Restate the data below, keeping every line the same.

- **Data for this task**
== Segment start ==
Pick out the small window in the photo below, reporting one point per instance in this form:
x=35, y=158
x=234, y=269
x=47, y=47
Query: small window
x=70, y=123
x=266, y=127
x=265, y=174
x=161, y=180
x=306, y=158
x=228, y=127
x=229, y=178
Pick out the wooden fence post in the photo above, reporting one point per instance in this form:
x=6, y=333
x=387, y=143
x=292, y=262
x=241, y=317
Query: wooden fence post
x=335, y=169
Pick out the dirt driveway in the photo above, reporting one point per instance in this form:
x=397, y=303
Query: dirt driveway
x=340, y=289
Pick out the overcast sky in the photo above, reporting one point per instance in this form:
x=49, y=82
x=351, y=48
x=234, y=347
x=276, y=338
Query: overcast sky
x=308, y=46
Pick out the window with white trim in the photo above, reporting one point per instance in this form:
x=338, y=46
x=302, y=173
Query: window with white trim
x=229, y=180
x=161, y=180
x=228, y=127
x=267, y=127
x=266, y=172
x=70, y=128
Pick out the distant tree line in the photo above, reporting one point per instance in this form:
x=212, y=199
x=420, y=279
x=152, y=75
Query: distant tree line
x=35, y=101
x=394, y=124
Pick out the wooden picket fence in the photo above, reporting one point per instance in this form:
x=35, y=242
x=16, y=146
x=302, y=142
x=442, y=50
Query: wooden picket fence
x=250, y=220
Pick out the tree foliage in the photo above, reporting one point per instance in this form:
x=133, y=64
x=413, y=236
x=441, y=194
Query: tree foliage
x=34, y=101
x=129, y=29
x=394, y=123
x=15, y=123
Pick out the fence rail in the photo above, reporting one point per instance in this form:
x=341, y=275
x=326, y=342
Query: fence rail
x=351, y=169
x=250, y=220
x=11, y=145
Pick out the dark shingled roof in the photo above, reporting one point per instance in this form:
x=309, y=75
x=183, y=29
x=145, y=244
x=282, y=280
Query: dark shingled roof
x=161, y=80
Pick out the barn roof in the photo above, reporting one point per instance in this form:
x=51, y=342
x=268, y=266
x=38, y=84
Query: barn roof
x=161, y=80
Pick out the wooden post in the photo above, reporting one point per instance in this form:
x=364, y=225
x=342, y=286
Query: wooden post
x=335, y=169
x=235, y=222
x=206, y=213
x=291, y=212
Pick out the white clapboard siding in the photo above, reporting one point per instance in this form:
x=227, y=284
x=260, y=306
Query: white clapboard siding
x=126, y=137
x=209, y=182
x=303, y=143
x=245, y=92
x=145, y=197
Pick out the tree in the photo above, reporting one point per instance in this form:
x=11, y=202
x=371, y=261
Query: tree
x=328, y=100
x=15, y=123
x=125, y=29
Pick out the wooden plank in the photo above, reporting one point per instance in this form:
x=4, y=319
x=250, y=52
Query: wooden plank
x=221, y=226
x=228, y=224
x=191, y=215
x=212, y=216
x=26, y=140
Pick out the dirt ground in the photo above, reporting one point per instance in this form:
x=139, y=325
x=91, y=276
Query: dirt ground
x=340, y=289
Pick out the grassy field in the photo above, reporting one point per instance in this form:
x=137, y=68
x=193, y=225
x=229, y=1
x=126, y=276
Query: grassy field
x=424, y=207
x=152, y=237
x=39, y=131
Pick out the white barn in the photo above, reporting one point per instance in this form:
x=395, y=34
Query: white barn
== Segment end ==
- **Written solution**
Pick out the small window in the photo below, reporting one point per instance in this form:
x=35, y=158
x=234, y=269
x=47, y=47
Query: small window
x=70, y=123
x=266, y=127
x=265, y=174
x=161, y=180
x=306, y=158
x=228, y=127
x=229, y=178
Pick out the wooden fence post in the photo above, reporting one point per instance in this form:
x=6, y=333
x=387, y=143
x=292, y=262
x=241, y=317
Query: wooden fence post
x=335, y=169
Pick out the dirt driveway in the photo above, reporting one point per instance in this form:
x=397, y=303
Query: dirt driveway
x=340, y=289
Pick out the overcast sky in the photo above, reporting one point per instance in this form:
x=49, y=82
x=351, y=48
x=234, y=347
x=276, y=338
Query: overcast sky
x=308, y=46
Pick out the window with white trim in the photo above, reporting one point per instance in this form:
x=338, y=46
x=302, y=173
Query: window with white trim
x=229, y=180
x=161, y=180
x=228, y=127
x=267, y=127
x=266, y=172
x=70, y=128
Pick out the distant tree line in the photo above, reporting one point per instance in this form:
x=212, y=199
x=420, y=279
x=152, y=75
Query: distant tree line
x=35, y=101
x=394, y=124
Pick out the wooden picket fence in the photo above, reporting one point per instance in this form:
x=35, y=242
x=16, y=146
x=302, y=142
x=442, y=50
Query: wooden picket fence
x=250, y=220
Pick out the tree foliage in the photo above, reporting one point per instance in this form:
x=133, y=64
x=413, y=236
x=441, y=194
Query: tree foliage
x=34, y=101
x=129, y=29
x=394, y=123
x=15, y=123
Pick out the fence rail in the photo above, reporting one point per instance in this form:
x=341, y=275
x=326, y=342
Query: fence rail
x=351, y=169
x=250, y=220
x=11, y=145
Pick out the dark shingled roof in the photo above, reporting one point per instance in this form:
x=309, y=75
x=183, y=29
x=145, y=244
x=282, y=280
Query: dark shingled roof
x=161, y=80
Pick out the barn roof in the photo above, reporting one point per instance in this form:
x=51, y=342
x=268, y=266
x=38, y=84
Query: barn roof
x=161, y=80
Pick out the wooden post in the photo above, reporting one point per instance in this form:
x=364, y=225
x=342, y=286
Query: wooden post
x=335, y=169
x=235, y=222
x=206, y=213
x=291, y=212
Pick out the white clapboard siding in the photo above, reporting one point per instance in this form:
x=227, y=284
x=260, y=306
Query: white clapboard siding
x=126, y=137
x=209, y=182
x=303, y=143
x=245, y=92
x=145, y=197
Pick out the tree in the photo above, reporting one point per instance in this form:
x=11, y=202
x=371, y=261
Query: tree
x=328, y=100
x=15, y=123
x=125, y=29
Pick out the wooden plank in the photo above, reporting one point per instance in this form:
x=4, y=319
x=250, y=52
Query: wooden plank
x=221, y=226
x=228, y=224
x=191, y=215
x=212, y=216
x=26, y=140
Pick out the dirt ground in the photo above, reporting one point per instance in this form:
x=139, y=325
x=91, y=276
Query: dirt ground
x=340, y=289
Pick out the grassy field in the photo above, reporting one point per instance in this form:
x=137, y=68
x=193, y=225
x=229, y=1
x=126, y=276
Query: grassy field
x=424, y=207
x=152, y=237
x=39, y=131
Pick out the white barn in the photo above, reporting one point per instance in this form:
x=395, y=34
Query: white barn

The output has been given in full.